#### Document segment
=== Begin Enclosure ===

A few weeks ago I was reading a romance where the heroine had sea-green eyes. Okay. Ponder with me for a moment sea-green eyes. Is it this shade . . . ?
Or this one . . . ?
Or this one . . . ?

I wasn't -- and still, aren't -- sure. Fortunately, the author further described the heroine's eyes as . . . "the most amazing shade of seafoam green."

Oh. Isn't that like defining a word with a word? Lemme google. According to one source, "Slightly darker than Surf Green, Sea Foam Green (also called Foam Green by Dupont) is a great choice for either a Strat or Tele style body. Originally seen on the '56 Buick it saw life with Fender from '60 to '69." Another source says, "Seafoam green is a "fresh, green pastel that establishes a light and airy mood in any bathroom. It offers a clean, crisp feeling that also works well with other darker greens." Here's a color swatch:

Is it humanly possible to have eyes that NATURALLY shade?

Sometimes I think we romance writers get so busy trying to one-up the next author in eye color description that we create impossible eye colors. Of my five children, they each have blue eyes that range from light blue to cornflower blue to gray-blue to greenish blue. Each with a darker outer ring. If you look close, one of my eyes is more green than blue. I never noticed. Hubby never noticed. Took a flamboyant Elizabeth Arden make-up artist to point it out. Who knew, but he was right.

Speaking of flamboyant characters . . . Val Kovalin at Obsidian Bookshelf compiled an amazing and thought-provoking list of eye colors, many of which have become cliched.(for list click here but be prewarned that Mr. Kovalin writes gay romance fiction) . Or you could just read what Wikipedia has to say about the various eye colors at

To see how realistic some of my favorite CBA romance authors describe eyes, I asked a few for snippets from their novels then I found eye pictures that I thought best represented their descriptions. Did I do a fair job or was totally off?

Geneva found herself looking straight into the bluest pair of eyes she’d ever seen. They were the blue of the open ocean off Ferguson Point after the morning fog burned off and the noon sun hung high overhead. Not a cloud diminished the hue of the vast, flat expanse of sea then, but its inky blue depths sparkled with a thousand lights and depths from the reflecting sun. ~Ruth Axtell Morren, Wild Rose, Love Inspired Historicals

When she looked up at him, her eyes were large, amber brown, and fringed with dark lashes. ~Julie Klassen, The Girl in The Gatehouse, Bethany House

And now that she had seen him up close, her curiosity had been assuaged and she could tell Hildy—his eyes were blue, deeper and darker than a woodland pool. ~Melanie Dickerson, The Healer's Apprentice, Zondervan

Tabitha had never seen a man with such beautiful eyes. The rich, deep brown of coffee, they sparkled with pinpoints of gold light behind a fringe of lashes that would have made them feminine if not for his strong cheekbones and firm jaw. ~Laurie Alice Eakes, Lady in the Mist, Revell

Non-Serious Question of the Day :: What eye color description have you read that literally made you stop and ponder, "Is this possible?"

Serious Question of the Day :: Actually, I don't have one. However, would anyone like to join me in singing, "My Father's Eyes?"  . . . eyes full of compassion, knowing what you're going through and feeling it the same . . .

=== End Enclosure ===

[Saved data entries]
=== Begin Enclosure ===

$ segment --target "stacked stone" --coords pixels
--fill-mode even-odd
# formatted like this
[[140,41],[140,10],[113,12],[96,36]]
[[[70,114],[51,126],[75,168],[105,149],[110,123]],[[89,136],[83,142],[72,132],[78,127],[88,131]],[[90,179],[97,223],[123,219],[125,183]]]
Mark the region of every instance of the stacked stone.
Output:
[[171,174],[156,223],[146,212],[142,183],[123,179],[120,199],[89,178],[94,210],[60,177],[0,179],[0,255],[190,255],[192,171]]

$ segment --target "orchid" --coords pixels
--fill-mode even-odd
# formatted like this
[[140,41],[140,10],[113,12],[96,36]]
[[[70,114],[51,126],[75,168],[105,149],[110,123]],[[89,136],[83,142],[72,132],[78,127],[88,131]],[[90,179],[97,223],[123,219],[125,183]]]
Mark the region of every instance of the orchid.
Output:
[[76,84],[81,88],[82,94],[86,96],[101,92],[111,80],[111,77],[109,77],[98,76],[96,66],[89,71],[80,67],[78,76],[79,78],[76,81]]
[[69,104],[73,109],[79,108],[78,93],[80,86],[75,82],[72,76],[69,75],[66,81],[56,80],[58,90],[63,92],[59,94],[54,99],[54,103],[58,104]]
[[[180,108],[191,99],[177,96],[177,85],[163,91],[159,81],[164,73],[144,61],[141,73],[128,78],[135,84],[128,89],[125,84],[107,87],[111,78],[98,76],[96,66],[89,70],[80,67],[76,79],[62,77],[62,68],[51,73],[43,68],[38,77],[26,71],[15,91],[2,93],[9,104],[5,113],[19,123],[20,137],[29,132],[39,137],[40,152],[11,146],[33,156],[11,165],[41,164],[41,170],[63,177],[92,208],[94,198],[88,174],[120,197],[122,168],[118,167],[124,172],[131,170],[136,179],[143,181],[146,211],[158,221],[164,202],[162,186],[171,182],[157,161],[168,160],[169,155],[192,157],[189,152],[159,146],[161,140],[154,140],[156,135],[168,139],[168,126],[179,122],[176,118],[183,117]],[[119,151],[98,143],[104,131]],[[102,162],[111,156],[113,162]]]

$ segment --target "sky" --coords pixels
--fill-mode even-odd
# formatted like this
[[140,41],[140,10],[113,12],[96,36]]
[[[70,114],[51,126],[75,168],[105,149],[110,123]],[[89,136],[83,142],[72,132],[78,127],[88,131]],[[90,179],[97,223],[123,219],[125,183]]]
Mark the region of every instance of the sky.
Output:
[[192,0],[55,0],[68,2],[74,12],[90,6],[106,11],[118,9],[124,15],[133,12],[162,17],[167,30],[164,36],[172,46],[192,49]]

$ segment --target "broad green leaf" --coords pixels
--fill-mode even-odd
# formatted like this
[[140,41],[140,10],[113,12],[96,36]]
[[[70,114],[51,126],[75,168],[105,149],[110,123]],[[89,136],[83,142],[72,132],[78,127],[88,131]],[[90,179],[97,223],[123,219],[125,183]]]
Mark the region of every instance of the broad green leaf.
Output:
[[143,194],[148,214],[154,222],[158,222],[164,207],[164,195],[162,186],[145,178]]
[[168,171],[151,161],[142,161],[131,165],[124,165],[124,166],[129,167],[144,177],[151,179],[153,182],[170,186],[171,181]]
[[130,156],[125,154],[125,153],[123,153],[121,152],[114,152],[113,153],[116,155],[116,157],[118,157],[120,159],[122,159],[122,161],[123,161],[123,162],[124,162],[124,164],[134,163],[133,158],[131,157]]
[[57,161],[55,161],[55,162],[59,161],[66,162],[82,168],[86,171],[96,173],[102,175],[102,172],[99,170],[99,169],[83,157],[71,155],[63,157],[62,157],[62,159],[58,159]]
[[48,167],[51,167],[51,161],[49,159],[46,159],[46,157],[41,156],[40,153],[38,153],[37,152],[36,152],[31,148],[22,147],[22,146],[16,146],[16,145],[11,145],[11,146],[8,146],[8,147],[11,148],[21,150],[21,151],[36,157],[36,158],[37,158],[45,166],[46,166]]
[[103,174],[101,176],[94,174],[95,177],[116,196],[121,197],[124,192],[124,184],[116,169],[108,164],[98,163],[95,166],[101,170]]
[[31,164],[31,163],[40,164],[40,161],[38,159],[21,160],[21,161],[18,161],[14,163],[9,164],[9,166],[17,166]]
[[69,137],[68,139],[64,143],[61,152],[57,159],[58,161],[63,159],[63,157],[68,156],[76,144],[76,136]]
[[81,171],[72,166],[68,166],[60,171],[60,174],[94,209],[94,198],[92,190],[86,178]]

=== End Enclosure ===

#### Exercise A
From the post on eye colors in romance novels, list the title of each novel quoted, together with its publisher.
#### Exercise B
Continue the post on eye colors in romance novels, starting right after its last sentence.
None of the saved data entries is needed here.

#### Response A
- Wild Rose, Love Inspired Historicals
- The Girl in The Gatehouse, Bethany House
- The Healer's Apprentice, Zondervan
- Lady in the Mist, Revell

#### Response B
Gina Welborn worked in news radio writing copy until she took up writing romances. She is a 2009 ACFW Genesis historical romance finalist and a 2007 RWA Golden Heart® inspirational finalist. This
Oklahoma-raised girl now lives in Richmond, Virginia with her youth-pastor husband, their five Okie-Hokie children, and a Sharpador Retriever who doesn’t retrieve much of anything. Her first novella, “Sugarplum Hearts,” part of the HIGHLAND CROSSINGS anthology, will be released by Barbour in January 2012.


  1. fun topic!

    my heroine has light blue eyes. the scary kind. I had to go with cliche ice blue eyes. Do you know the actor Neal McDonough? ( I believe he was last on Desperate Housewives) He has ice blue eyes and extreme blond hair. I've heard these kind of eyes called witches' eyes, as well. That works, because she is considered mad and I don't mean angry.

    I have yet to find an actress/model photo to use for her template.

    My parents and I have green eyes. nothing like the photos above either. My younger son has really beautiful green eyes with black lashes (when he started kindergarten, that's all the teachers would mention to me -how beautiful his eyes were.) Strangely, one of his eyes is 1/4 brown.

    There must be a hundred shades of blue, green and brown to choose from.
    My favorite is hazel. My older son has blue eyes one day, gray the next and green on other days depending on what he's wearing.

  2. My husband and boys all have simple chocolate brown eyes. But both my daughter and I have eyes that change color with mood. Hers hazel brown, often nearly gold, sometimes greenish, and mine a blue that can range from gray to turquoise to cornflower.

    Sexy sea captain in my first novel has that second pair of green eyes. In a guy face of course. Sometimes when referring to color or seeing someone's emotion in their eye I prefer to hone in with the word "iris" or "orb." Probably annoys some people, but I think it's more accurate.

  3. i've never understood the violet eyed heroes/heroines. it usually throws me out of the story. the only time odd coloring in eyes works for me is in the fantasy/paranormal genres.

    i've plain, dark brown eyes. nothing special. so does my son. i had hoped he'd get my husbands beautiful eyes - the hazel type that change hue according to what type of clothing he's wearing.

  4. I described my hero's eyes as being the color of blueberries.

    Susan Elizabeth Phillips once described a character as having eyes the color of a grape lollipop. People have purple eyes? I guess I've never seen them, although I've heard Elizabeth Taylor has them.

  5. Violet eyes don't bother me. They do exist. I did read a stastic about it being surprisingly high in Great Britain. We must not forget Liz Taylor. It's really a type of blue hazel, I believe. But it's been overdone in the romance genre. Haven't actually read it in a long time.

    Genetics experts have recently discovered that more than two alleal (SP) are involved in creating eye color. Used to think it was just two, but not so. For a while, the overnment on things like passport applications would change green to hazel. Wrong. Green is its own alleal.

    Alledgedly two blue-eyed people can't produce a brown-eyed child. My sister's eyes, like mine, are green. Her husband's eyes are hazel. Three of their children have blue, blue, blue eyes, one nearly turquoise. One has brown. No one in either family has brown eyes. Found out a great, great grandmother right off the boat from Ireland had brown eyes and red hair and Lydia is a spitting image of her. (she's also 5 ft 11 and s thin she lookslike she doesn't eat, but she is a fabulous cook and loves food. Why did those genes pass me by?)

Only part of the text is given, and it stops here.